## GIVEN TASK
Could you reproduce the listing below word for word, leaving out the pictures?

## DATA SHOWN
◇ ◇ ◇ ◇

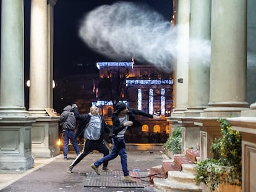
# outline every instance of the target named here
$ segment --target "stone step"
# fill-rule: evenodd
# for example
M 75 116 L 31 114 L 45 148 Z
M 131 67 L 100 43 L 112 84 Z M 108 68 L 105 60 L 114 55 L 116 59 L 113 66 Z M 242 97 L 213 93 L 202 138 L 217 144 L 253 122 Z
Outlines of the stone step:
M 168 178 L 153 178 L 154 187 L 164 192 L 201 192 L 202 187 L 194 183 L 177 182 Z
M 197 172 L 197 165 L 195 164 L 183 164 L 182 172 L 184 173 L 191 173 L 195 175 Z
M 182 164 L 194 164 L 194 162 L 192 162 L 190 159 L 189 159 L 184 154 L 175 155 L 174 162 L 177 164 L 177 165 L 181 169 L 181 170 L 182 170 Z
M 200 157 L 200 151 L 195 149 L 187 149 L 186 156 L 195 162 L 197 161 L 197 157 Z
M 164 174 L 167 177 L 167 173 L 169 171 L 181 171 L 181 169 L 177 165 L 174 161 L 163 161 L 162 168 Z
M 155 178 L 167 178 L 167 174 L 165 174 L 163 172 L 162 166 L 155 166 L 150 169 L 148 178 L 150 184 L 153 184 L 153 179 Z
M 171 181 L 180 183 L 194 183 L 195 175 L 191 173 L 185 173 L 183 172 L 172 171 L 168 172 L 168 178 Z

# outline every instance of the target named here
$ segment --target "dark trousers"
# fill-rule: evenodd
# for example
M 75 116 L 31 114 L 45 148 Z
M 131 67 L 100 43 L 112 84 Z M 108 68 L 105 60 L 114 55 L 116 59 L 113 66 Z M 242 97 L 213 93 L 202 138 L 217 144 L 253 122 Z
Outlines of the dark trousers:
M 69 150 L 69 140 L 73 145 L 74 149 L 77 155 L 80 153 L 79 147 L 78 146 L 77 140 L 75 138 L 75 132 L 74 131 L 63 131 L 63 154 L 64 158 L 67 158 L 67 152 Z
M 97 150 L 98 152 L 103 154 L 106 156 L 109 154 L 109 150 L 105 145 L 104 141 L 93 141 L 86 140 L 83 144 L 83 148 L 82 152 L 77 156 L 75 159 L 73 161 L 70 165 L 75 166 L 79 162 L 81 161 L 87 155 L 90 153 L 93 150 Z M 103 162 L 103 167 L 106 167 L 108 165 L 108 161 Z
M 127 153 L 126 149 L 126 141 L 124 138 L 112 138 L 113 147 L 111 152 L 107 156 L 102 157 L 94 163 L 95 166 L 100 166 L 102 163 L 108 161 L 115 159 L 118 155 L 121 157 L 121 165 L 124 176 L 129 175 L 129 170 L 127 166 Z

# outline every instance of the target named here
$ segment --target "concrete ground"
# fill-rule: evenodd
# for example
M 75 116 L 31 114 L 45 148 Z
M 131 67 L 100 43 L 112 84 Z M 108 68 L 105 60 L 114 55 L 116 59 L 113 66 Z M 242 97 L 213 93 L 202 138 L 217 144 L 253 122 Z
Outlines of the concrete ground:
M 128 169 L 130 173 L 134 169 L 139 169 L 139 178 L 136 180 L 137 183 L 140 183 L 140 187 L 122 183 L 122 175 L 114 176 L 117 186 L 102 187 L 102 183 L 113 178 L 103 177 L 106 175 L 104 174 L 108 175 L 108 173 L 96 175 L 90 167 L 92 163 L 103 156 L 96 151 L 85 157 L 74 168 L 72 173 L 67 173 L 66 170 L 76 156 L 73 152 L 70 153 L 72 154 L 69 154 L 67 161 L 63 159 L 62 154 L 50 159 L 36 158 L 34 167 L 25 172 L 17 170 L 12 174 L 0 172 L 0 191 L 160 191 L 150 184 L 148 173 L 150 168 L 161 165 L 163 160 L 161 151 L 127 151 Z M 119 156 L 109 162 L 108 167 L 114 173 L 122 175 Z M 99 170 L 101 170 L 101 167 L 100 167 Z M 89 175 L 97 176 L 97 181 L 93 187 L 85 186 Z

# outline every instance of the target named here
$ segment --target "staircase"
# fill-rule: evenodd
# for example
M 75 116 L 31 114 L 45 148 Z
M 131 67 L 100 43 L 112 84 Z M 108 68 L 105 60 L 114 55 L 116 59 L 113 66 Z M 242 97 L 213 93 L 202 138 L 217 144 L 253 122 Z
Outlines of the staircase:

◇ ◇ ◇ ◇

## COMPLETE OUTPUT
# outline every instance of the target named here
$ segment --target "stone step"
# fill-rule: evenodd
# for example
M 75 116 L 31 114 L 45 148 Z
M 131 67 L 100 43 L 112 84 Z M 108 68 L 105 60 L 114 55 L 116 59 L 113 66 Z M 242 97 L 213 93 L 202 138 L 217 144 L 253 122 Z
Outlines of the stone step:
M 168 178 L 153 178 L 154 187 L 164 192 L 201 192 L 202 187 L 194 183 L 177 182 Z
M 197 172 L 197 165 L 195 164 L 183 164 L 182 172 L 184 173 L 191 173 L 195 175 Z
M 182 164 L 194 164 L 194 162 L 192 162 L 190 159 L 189 159 L 184 154 L 175 155 L 174 162 L 177 164 L 177 165 L 181 169 L 181 170 L 182 170 Z
M 200 157 L 200 151 L 195 149 L 187 149 L 186 156 L 195 162 L 197 161 L 197 157 Z
M 164 174 L 167 177 L 167 173 L 169 171 L 181 171 L 181 169 L 177 165 L 174 161 L 163 161 L 162 168 Z
M 155 178 L 167 178 L 167 174 L 165 174 L 163 172 L 162 166 L 155 166 L 150 169 L 148 178 L 150 184 L 153 184 L 153 179 Z
M 171 181 L 180 183 L 194 183 L 195 175 L 191 173 L 185 173 L 183 172 L 172 171 L 168 172 L 168 178 Z

# outline every instance of the target named here
$ segment --target "dark trousers"
# fill-rule: evenodd
# for example
M 75 116 L 31 114 L 45 148 Z
M 131 67 L 100 43 L 112 84 Z M 108 68 L 105 60 L 114 55 L 116 59 L 113 66 Z M 242 97 L 213 93 L 202 138 L 217 144 L 253 122 Z
Outlines of the dark trousers:
M 69 150 L 69 140 L 73 145 L 74 149 L 77 155 L 80 153 L 79 147 L 78 146 L 77 140 L 75 138 L 75 132 L 74 131 L 63 131 L 63 154 L 64 158 L 67 158 L 67 152 Z
M 97 150 L 98 152 L 103 154 L 106 156 L 109 154 L 109 150 L 105 145 L 104 141 L 93 141 L 86 140 L 83 144 L 83 148 L 82 152 L 77 156 L 75 159 L 73 161 L 70 165 L 75 166 L 79 162 L 81 161 L 87 155 L 90 153 L 93 150 Z M 103 162 L 103 167 L 106 167 L 108 165 L 108 161 Z
M 127 153 L 126 149 L 126 141 L 124 138 L 112 138 L 113 147 L 111 152 L 107 156 L 102 157 L 94 163 L 95 166 L 100 166 L 102 163 L 108 161 L 115 159 L 118 155 L 121 157 L 121 165 L 124 176 L 129 175 L 129 170 L 127 166 Z

# outline every instance of the target named here
$ segment --target "concrete ground"
# fill-rule: evenodd
# for example
M 75 116 L 31 114 L 45 148 Z
M 131 67 L 100 43 L 112 84 Z M 108 68 L 105 60 L 114 55 L 116 59 L 113 66 Z M 242 97 L 213 93 L 202 138 L 217 144 L 253 122 Z
Outlines of the concrete ground:
M 128 169 L 130 173 L 134 169 L 139 169 L 139 178 L 136 180 L 137 183 L 140 183 L 140 187 L 122 183 L 122 175 L 114 176 L 117 186 L 102 187 L 102 183 L 113 178 L 103 177 L 106 175 L 104 174 L 108 175 L 108 173 L 96 175 L 90 167 L 92 163 L 103 156 L 96 151 L 85 157 L 74 168 L 72 173 L 67 173 L 66 170 L 76 156 L 73 152 L 70 153 L 72 154 L 69 154 L 67 161 L 63 159 L 62 154 L 50 159 L 36 158 L 34 167 L 25 172 L 17 170 L 12 174 L 0 172 L 0 191 L 160 191 L 150 184 L 148 173 L 150 168 L 161 165 L 163 160 L 161 151 L 127 151 Z M 119 156 L 109 162 L 108 167 L 114 173 L 122 175 Z M 99 170 L 101 170 L 101 167 L 100 167 Z M 89 175 L 97 176 L 97 181 L 93 187 L 85 186 Z

# outline every instance of the target named here
$ segment --target "staircase"
# fill-rule: evenodd
# for example
M 75 116 L 31 114 L 45 148 Z
M 131 67 L 100 43 L 112 84 Z M 108 68 L 105 60 L 114 55 L 116 59 L 113 66 Z M 242 97 L 213 93 L 202 138 L 217 144 L 253 122 Z
Outlines of the staircase:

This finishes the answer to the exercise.